--- Data in this exercise ---

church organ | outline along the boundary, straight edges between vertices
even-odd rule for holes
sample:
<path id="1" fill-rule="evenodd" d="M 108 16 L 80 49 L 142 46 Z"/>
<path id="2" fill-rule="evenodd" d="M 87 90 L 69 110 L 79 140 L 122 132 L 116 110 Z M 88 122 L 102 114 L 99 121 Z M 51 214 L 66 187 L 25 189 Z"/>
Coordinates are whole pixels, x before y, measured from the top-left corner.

---

§ Do this
Reproduce every item above with "church organ" replaced by "pipe organ", keeping the rest identical.

§ Output of the task
pipe organ | outline along the boundary, straight edges between vertices
even-odd rule for holes
sample:
<path id="1" fill-rule="evenodd" d="M 108 16 L 80 49 L 142 46 Z"/>
<path id="2" fill-rule="evenodd" d="M 87 90 L 69 110 L 79 140 L 122 132 L 116 110 Z M 88 122 L 102 114 L 99 121 Z M 51 214 L 66 187 L 25 189 Z"/>
Coordinates are whole pixels, x before y, measured from the top-left corner.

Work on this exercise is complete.